WHAT IS BEING ASKED => Return the data that follows, keeping every word and mark unchanged.

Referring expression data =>
# # # # # # #

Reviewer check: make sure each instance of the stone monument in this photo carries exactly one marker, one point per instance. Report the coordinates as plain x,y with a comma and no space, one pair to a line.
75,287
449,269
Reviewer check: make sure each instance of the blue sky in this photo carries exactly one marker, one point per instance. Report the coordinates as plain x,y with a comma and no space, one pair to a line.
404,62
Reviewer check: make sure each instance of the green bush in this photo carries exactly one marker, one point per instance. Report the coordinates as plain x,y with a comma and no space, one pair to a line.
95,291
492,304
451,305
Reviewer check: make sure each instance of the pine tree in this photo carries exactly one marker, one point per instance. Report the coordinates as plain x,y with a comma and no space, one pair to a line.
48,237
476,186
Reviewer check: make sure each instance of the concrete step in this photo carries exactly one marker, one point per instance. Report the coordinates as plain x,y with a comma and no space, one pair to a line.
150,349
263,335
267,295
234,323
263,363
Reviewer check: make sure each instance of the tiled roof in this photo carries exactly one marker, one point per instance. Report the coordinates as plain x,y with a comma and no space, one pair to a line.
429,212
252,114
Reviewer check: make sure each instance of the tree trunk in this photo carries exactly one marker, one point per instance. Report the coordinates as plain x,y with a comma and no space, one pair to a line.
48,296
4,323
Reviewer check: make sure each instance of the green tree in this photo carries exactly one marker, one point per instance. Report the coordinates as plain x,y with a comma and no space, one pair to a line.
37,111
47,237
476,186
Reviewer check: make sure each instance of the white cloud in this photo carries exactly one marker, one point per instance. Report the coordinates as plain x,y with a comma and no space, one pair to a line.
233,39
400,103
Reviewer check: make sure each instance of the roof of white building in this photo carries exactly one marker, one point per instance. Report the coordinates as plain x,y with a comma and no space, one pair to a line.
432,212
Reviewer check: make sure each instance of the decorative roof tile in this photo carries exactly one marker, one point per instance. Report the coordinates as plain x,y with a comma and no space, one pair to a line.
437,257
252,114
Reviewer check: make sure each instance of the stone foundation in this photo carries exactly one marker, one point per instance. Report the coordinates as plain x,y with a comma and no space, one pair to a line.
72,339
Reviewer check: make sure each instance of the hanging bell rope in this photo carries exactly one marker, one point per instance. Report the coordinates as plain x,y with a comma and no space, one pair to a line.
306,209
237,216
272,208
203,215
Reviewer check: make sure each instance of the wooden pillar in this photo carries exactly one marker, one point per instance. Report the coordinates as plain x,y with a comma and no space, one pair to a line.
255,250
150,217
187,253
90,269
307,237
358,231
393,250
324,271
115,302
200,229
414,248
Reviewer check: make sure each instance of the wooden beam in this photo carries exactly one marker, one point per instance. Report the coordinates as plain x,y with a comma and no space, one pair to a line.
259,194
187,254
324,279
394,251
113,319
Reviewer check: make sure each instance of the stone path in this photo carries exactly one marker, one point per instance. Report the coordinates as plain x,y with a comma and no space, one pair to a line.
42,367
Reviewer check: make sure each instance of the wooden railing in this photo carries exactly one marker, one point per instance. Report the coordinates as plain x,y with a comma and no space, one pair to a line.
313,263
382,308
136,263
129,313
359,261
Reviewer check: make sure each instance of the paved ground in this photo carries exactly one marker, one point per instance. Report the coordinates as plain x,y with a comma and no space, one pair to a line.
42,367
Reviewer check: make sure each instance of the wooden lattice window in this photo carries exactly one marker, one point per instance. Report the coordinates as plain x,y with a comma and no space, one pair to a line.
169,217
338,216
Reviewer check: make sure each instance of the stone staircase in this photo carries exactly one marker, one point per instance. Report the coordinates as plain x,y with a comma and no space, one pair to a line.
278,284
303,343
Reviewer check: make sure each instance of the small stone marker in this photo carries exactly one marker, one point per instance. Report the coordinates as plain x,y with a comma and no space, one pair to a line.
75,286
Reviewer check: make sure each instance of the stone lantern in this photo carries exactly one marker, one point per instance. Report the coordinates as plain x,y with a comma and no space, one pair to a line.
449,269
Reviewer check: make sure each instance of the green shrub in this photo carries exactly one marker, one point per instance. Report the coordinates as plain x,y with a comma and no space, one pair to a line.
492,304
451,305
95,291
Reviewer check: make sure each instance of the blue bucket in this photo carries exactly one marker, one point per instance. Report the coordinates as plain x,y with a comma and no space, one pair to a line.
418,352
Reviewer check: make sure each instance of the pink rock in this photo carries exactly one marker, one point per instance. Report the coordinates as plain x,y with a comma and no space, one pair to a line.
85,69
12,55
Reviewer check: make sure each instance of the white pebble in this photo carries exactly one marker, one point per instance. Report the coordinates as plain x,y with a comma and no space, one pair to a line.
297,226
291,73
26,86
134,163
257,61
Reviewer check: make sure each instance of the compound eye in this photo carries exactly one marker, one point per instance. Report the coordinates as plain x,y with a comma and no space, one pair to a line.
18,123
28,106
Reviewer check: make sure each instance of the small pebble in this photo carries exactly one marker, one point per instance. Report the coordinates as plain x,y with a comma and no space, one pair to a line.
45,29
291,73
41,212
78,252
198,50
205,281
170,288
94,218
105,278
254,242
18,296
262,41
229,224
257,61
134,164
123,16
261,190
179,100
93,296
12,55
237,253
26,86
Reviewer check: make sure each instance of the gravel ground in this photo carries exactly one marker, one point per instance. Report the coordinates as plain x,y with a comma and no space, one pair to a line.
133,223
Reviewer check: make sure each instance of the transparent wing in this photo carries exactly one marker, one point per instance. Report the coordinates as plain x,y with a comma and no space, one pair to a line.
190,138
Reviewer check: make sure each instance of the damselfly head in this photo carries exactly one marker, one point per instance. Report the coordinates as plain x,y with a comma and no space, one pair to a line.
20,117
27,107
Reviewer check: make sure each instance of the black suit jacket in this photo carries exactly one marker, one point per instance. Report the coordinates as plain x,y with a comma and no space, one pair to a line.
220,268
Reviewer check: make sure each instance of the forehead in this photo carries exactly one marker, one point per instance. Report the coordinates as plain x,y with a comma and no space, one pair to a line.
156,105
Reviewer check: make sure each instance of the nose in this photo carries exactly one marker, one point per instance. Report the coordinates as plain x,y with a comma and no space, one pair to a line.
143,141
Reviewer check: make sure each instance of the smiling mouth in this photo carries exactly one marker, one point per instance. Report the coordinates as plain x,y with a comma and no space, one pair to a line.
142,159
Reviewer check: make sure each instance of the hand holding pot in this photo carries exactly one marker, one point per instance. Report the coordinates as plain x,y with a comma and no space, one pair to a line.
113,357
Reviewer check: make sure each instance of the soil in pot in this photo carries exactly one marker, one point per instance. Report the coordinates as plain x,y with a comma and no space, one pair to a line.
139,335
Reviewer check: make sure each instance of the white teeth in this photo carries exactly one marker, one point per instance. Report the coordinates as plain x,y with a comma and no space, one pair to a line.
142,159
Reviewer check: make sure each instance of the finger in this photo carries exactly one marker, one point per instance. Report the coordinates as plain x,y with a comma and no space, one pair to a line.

# # # # # # #

SOLVED EXERCISE =>
Reviewer check: make sure each instance of the stone monument in this photo carries exactly one marker, one point per instance. Report the coordinates as plain x,y with a comma and no space, one pair to a line.
75,287
449,269
Reviewer check: make sure each instance of the blue sky in this photo carries exactly one marker, one point per instance. Report the coordinates as plain x,y with a comma and no space, one pair to a line.
404,62
Reviewer check: make sure each instance of the green bush in this photo carries exactly one marker, one point per instance. Report the coordinates as plain x,y with a comma and no space, one pair to a line.
95,291
492,304
451,305
Reviewer check: make sure each instance of the pine tree in this photo carries exactly one marker, one point per instance. Report the coordinates as plain x,y with a comma and no space, one pair to a line.
48,237
476,186
Reviewer check: make sure each instance of the concrete step in this photo carries exactly one marker, one point per instance. Report the coordinates as plain x,y with a comma and no space, one pair to a line.
150,349
263,335
267,295
234,323
263,363
Reviewer check: make sure each instance of the tiled roof in this photo carries exactly one marker, one point per instance. Report the coordinates as plain x,y with a comma and no space, one pair to a line.
429,212
252,114
Reviewer check: make sure each instance of the tree trunk in this photo carries exactly one marker, one point per instance. Report the coordinates as plain x,y with a comma and no space, one pair to a line.
48,296
4,323
Reviewer check: make sure each instance of the green tree in this photo carries exactly one marker, one point per instance. Report the coordinates as plain x,y with a comma and no space, one pair to a line.
37,111
47,237
476,186
Reviewer check: make sure each instance of the white cloud in this photo carries exactly one marker, one point per instance. Report the coordinates as plain x,y with a comma and no space, one pair to a line.
233,39
400,103
Reviewer check: make sure each instance of the roof of white building in this photo carries exactly one marker, one point per instance. Report the coordinates as plain x,y with a comma and no space, one pair to a line.
432,212
Reviewer check: make sure each instance of the decorative roof tile in this photo carries exactly one marker, one point per instance. Report the coordinates as plain x,y with a comma and no space, one pair to a line.
437,257
252,114
Reviewer check: make sure each instance of the stone foundation in this photo carries exactly one marker, one point per instance. Report the coordinates as plain x,y with a comma and no space, one pair to a line.
72,339
Reviewer check: make sure each instance of the hanging bell rope in this photo carries exactly one marker, one point per instance. Report the coordinates as plain x,y with a comma and no space, one pair to a line.
306,209
237,216
272,208
203,215
Reviewer check: make sure each instance of the wooden pillar in this photo carries exactly one marker, one point per instance. Report the coordinates as plain x,y with a comma and no space, one pair to a line.
255,250
150,217
187,253
90,269
307,237
358,231
393,250
324,271
115,302
200,229
414,248
Reviewer check: make sure each instance of the wooden beam in this photo carries exactly one marker, one point per instance. Report the coordinates as plain x,y with a comma and no space, one pair to a line.
259,194
187,254
324,279
394,251
113,319
Reviewer check: make sure each instance of the stone path in this photo carries exactly one marker, one point per instance. Report the coordinates as plain x,y with a comma and no space, one pair to a line.
42,367
Reviewer check: make sure each instance of the wooden railing in this photo carries exactly one marker, one point per instance. Report the coordinates as plain x,y with a comma and no space, one pair to a line.
313,263
382,308
136,263
129,313
359,261
Reviewer check: make sure each instance of the paved ground in this photo carries exactly one marker, one point per instance. Report the coordinates as plain x,y with a comma and no space, one pair to a line.
42,367
Reviewer check: make sure each instance of the wooden lattice window in this photo carries exactly one marker, one point per instance. Report the coordinates as plain x,y with a comma and no space, one pair to a line.
169,217
338,216
Reviewer check: make sure each instance of the stone staircase in this photo carries exactly one marker, one point per instance. Report the coordinates as plain x,y with a comma and no space, one pair to a line.
278,284
303,343
Reviewer check: make sure each instance of the small stone marker in this photo carries exactly one marker, one point per instance. Report the coordinates as plain x,y with a comma and no space, one pair to a line.
75,286
Reviewer check: make sure each instance of the stone lantern in this photo carries exactly one marker, one point per instance. Report the coordinates as plain x,y with a comma and no space, one pair to a line.
449,269
Reviewer check: make sure each instance of the green shrub in this photo carries exactly one marker, one point per instance. Report the coordinates as plain x,y with a comma and no space, one pair to a line.
492,304
451,305
95,291
Reviewer check: make sure each instance of the blue bucket in this photo carries exactly one marker, one point per instance. Report the coordinates as plain x,y with a comma and no space, one pair to a line.
418,352
Reviewer check: make sure each instance of the pink rock in this photo carries exactly one marker, one point per instance. Report the coordinates as plain x,y with a comma and no space, one pair to a line.
85,69
12,55
Reviewer check: make sure each instance of the white pebble in this photo carries exactly one marker, one point per instance. Report the coordinates as plain x,y with a comma and no space, one pair to a line.
297,226
291,73
26,86
134,163
257,61
Reviewer check: make sure each instance of the compound eye in this photo carries exactly one marker, one point per instance. Report the coordinates as plain x,y with a comma and no space, one pair to a line.
18,123
28,106
Reviewer check: make sure each instance of the small pebble in this photo carries exactly one marker, one point per instance. Report the coordinates as plain x,y with a comma and no space, one pair to a line.
45,29
291,73
41,212
78,252
198,50
205,281
170,288
94,218
105,278
254,242
18,296
262,41
229,224
257,61
134,164
123,16
261,190
179,100
93,296
12,55
237,253
26,86
Reviewer check: make sure each instance of the gravel ground in this photo carries exactly one marker, one point per instance. Report the coordinates as plain x,y with a comma and no space, one pair to a line.
133,223
Reviewer check: make sure each instance of the transparent wing in this photo carries exactly one marker, one point per instance. Report the coordinates as plain x,y with a comma and no space, one pair to a line.
190,138
Reviewer check: make sure each instance of the damselfly head in this photo carries exactly one marker, one point per instance. Report the coordinates as plain x,y with a comma and no space, one pair to a line.
20,117
27,107
Reviewer check: make sure each instance of the black suit jacket in this photo carries exactly one marker, one point per instance. Report the coordinates as plain x,y with a comma and no space, one pair to a line.
220,268
Reviewer check: make sure each instance of the forehead in this photo carries exactly one marker, one point per instance. Report the coordinates as plain x,y with a comma and no space, one pair to a line.
156,105
Reviewer check: make sure each instance of the nose in this photo carries exactly one marker, one point per instance. Report the coordinates as plain x,y with a comma and no space, one pair to a line.
143,141
Reviewer check: make sure each instance of the smiling mouth in this photo carries exactly one marker, one point per instance. Report the coordinates as plain x,y with a comma and no space, one pair to a line.
142,159
Reviewer check: make sure each instance of the hand holding pot in this photo carries exactly one marker, one point per instance. Report the coordinates as plain x,y with a comma and no space, one pair to a line.
113,357
Reviewer check: make sure each instance of the soil in pot in this photo carries exactly one marker, one point per instance. Report the coordinates as plain x,y with a comma and no space, one pair to a line.
139,335
Reviewer check: make sure each instance of the white teeth in this photo carries exactly one marker, one point per instance. Report the coordinates as plain x,y with a comma and no space, one pair to a line.
142,159
Reviewer check: make sure each instance of the finger in this photo carries exactly one marker, one point per instance. Report the coordinates as plain x,y with a comma and no space, one pair to a line.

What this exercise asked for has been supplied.